WORK REQUEST:
Would you return the entries below exactly from the line containing "If you could place a marker on the icy" onward, ending with the final line and including it, and nothing else?

- Opening Delimiter -

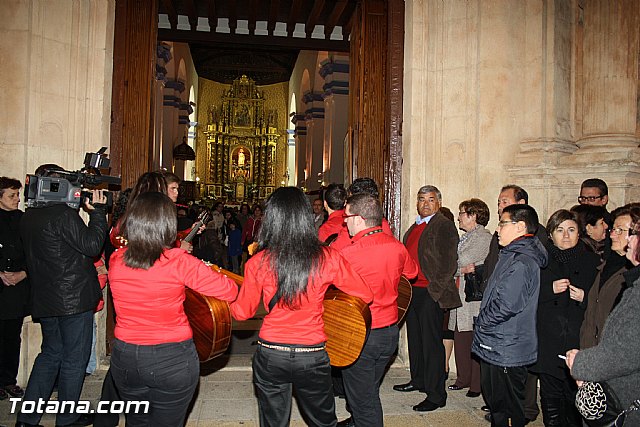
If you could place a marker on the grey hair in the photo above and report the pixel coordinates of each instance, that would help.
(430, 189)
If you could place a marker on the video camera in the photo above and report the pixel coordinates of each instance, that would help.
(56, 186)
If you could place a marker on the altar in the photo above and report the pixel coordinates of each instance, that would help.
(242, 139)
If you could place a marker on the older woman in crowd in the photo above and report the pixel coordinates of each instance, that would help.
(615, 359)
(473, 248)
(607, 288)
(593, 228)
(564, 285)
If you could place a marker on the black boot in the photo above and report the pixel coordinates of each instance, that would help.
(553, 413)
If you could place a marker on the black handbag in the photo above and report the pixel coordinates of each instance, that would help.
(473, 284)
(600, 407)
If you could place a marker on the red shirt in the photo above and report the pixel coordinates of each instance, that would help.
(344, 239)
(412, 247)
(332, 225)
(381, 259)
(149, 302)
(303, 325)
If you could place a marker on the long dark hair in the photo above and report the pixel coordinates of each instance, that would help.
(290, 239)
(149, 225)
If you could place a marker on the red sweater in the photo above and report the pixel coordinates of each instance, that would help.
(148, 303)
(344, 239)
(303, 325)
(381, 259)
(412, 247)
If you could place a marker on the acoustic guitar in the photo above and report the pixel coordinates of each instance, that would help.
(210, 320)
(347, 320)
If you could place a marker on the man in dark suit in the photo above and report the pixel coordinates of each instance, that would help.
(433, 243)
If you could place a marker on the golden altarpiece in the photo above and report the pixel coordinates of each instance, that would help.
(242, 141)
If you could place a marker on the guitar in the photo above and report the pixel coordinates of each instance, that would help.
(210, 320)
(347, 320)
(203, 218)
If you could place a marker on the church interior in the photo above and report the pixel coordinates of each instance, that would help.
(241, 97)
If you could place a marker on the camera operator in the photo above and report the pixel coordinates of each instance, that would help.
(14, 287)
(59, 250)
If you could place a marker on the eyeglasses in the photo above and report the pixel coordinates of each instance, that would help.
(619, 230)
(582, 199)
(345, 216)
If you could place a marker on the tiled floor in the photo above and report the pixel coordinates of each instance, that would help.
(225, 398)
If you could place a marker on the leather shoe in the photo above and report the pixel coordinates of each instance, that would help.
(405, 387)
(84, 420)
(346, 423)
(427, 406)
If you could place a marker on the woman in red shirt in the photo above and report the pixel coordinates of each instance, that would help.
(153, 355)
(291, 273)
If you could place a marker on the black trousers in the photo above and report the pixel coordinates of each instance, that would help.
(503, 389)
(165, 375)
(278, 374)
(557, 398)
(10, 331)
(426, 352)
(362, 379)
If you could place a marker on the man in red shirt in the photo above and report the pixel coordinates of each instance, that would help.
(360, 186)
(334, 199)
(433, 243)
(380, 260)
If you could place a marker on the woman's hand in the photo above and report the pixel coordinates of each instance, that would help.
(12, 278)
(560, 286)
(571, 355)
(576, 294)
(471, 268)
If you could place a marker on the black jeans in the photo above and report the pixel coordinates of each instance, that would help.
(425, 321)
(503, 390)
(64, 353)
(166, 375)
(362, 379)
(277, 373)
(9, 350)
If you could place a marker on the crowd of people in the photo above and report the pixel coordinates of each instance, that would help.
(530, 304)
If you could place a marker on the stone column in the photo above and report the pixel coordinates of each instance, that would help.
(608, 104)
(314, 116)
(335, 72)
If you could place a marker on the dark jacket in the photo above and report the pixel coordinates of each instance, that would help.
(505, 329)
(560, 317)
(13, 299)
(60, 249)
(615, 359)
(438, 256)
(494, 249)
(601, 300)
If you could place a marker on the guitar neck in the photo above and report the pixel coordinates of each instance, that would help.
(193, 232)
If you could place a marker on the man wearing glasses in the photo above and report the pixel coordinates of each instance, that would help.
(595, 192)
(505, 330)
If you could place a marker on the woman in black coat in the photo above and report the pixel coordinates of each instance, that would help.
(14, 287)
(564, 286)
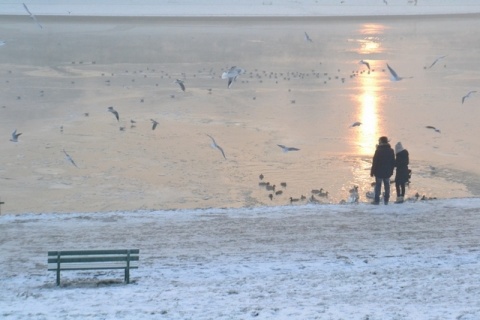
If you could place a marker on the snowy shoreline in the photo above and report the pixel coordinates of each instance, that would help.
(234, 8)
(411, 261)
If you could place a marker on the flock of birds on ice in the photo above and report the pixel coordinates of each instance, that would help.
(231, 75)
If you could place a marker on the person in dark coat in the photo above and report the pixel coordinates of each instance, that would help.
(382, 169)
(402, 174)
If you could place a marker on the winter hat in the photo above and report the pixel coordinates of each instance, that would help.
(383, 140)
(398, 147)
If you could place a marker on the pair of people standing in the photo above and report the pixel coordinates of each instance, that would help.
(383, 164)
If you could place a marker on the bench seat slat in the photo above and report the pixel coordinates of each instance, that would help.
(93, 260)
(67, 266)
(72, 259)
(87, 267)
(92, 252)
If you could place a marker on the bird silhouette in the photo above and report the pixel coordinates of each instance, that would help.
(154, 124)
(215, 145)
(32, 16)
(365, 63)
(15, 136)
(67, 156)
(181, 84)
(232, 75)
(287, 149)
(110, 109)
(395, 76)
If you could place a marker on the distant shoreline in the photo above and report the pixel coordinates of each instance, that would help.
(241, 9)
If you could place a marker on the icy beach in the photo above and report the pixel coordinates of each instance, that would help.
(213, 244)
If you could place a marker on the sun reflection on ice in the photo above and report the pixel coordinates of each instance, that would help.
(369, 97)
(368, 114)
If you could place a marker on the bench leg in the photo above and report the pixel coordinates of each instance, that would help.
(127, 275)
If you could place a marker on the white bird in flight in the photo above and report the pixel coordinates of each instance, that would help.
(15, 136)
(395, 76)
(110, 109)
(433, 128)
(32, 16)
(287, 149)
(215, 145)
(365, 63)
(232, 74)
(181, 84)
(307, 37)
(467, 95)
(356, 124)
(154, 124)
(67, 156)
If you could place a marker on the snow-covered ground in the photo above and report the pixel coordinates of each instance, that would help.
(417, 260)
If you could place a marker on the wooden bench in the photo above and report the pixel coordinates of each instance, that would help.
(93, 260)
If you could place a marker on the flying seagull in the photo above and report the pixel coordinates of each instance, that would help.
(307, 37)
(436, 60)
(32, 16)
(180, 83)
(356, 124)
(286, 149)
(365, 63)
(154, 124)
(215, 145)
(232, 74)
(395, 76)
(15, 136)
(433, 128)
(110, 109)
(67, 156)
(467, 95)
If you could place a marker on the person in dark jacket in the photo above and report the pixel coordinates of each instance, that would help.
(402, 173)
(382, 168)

- Closing Delimiter -

RESPONSE:
If you could place a marker on the icy beach in the photo above and report the pixel coordinates of each instance, that would help.
(213, 244)
If you could place a marker on the sun reflection on ice in the photo above and report the pixel coordinates of each instance, that would help.
(369, 97)
(368, 114)
If you could place a marker on the bench leg in the photo above and report the pixel coordinates of each instance, that would help.
(127, 275)
If you could place a marker on the white bird in flight in the photo above and report the pixel coordinates of each instance, that would help.
(15, 136)
(395, 76)
(110, 109)
(433, 128)
(32, 16)
(287, 149)
(215, 145)
(365, 63)
(232, 74)
(181, 84)
(307, 37)
(467, 95)
(356, 124)
(154, 124)
(67, 156)
If you could place a marker on the snow-covered ground in the photo above and report the pixel coordinates of each instance, that would help.
(417, 260)
If you could place a marker on the wooden bench in the photo above and report the pixel coordinates of each instance, that would help.
(93, 260)
If you could place a marker on the flying seagull in the photo above and report the pixel coordinates of each instance, that would help.
(307, 37)
(436, 60)
(32, 16)
(180, 83)
(356, 124)
(286, 149)
(365, 63)
(154, 124)
(215, 145)
(232, 74)
(395, 76)
(15, 136)
(433, 128)
(110, 109)
(67, 156)
(467, 95)
If you could place a marker on the person in dark jacket in the photo above and report the pixel coordinates of each instance, that would help.
(402, 173)
(382, 168)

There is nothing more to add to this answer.